**INSTRUCTIONS TO FOLLOW**
Each entry must be output exactly as it appears.

**RECORDED DATA**
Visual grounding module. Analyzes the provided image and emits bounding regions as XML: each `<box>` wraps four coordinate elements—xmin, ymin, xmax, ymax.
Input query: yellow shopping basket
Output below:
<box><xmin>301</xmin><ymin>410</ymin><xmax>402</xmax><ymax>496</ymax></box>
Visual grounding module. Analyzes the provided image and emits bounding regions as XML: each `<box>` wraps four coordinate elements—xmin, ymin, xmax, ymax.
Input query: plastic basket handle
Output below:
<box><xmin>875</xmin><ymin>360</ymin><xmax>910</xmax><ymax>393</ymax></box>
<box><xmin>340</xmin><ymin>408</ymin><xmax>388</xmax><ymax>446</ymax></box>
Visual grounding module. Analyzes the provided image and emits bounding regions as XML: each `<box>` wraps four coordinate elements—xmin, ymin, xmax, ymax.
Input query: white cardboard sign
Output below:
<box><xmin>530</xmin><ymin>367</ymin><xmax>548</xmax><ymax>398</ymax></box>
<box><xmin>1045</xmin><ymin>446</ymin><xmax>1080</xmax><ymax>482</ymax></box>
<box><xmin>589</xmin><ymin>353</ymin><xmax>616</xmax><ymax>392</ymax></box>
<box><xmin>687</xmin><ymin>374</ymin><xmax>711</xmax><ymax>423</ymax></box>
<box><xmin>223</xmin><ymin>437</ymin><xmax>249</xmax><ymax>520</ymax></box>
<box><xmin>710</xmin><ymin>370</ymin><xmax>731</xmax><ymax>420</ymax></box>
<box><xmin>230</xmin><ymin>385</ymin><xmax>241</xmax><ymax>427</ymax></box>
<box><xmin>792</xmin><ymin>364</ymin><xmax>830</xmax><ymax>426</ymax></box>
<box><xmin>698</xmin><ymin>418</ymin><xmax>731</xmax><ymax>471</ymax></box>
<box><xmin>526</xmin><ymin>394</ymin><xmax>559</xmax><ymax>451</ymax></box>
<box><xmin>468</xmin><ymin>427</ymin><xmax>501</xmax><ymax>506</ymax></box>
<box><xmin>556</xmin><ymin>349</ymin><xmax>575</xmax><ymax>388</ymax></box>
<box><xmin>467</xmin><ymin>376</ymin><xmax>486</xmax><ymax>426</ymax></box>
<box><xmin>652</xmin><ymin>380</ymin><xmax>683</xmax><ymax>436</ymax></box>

**RESPONSE TO THIS TASK**
Visual grounding module. Analyzes the provided image and emits bounding regions as XML: each `<box>` wraps four coordinate elements—xmin, ymin, xmax, ymax.
Input query: yellow shopping basket
Output below:
<box><xmin>301</xmin><ymin>410</ymin><xmax>402</xmax><ymax>496</ymax></box>
Visual grounding module. Analyzes the provided image and emits bounding regions as XML: each `<box>` wraps four coordinate elements—xmin, ymin, xmax, ymax.
Input query: plastic basket handle
Output below:
<box><xmin>875</xmin><ymin>360</ymin><xmax>910</xmax><ymax>393</ymax></box>
<box><xmin>340</xmin><ymin>408</ymin><xmax>388</xmax><ymax>446</ymax></box>
Visual grounding module. Analyzes the provided image and emits bounding regions as XML: each `<box>` wraps four coordinate elements—xmin, ymin, xmax, ymax.
Input query: white cardboard sign
Output below:
<box><xmin>530</xmin><ymin>367</ymin><xmax>548</xmax><ymax>398</ymax></box>
<box><xmin>1045</xmin><ymin>446</ymin><xmax>1080</xmax><ymax>482</ymax></box>
<box><xmin>589</xmin><ymin>353</ymin><xmax>616</xmax><ymax>392</ymax></box>
<box><xmin>687</xmin><ymin>374</ymin><xmax>711</xmax><ymax>423</ymax></box>
<box><xmin>223</xmin><ymin>437</ymin><xmax>249</xmax><ymax>520</ymax></box>
<box><xmin>710</xmin><ymin>370</ymin><xmax>731</xmax><ymax>420</ymax></box>
<box><xmin>230</xmin><ymin>385</ymin><xmax>241</xmax><ymax>427</ymax></box>
<box><xmin>792</xmin><ymin>364</ymin><xmax>830</xmax><ymax>426</ymax></box>
<box><xmin>698</xmin><ymin>418</ymin><xmax>731</xmax><ymax>471</ymax></box>
<box><xmin>526</xmin><ymin>394</ymin><xmax>559</xmax><ymax>451</ymax></box>
<box><xmin>468</xmin><ymin>427</ymin><xmax>501</xmax><ymax>506</ymax></box>
<box><xmin>556</xmin><ymin>349</ymin><xmax>575</xmax><ymax>388</ymax></box>
<box><xmin>467</xmin><ymin>376</ymin><xmax>486</xmax><ymax>426</ymax></box>
<box><xmin>652</xmin><ymin>380</ymin><xmax>683</xmax><ymax>436</ymax></box>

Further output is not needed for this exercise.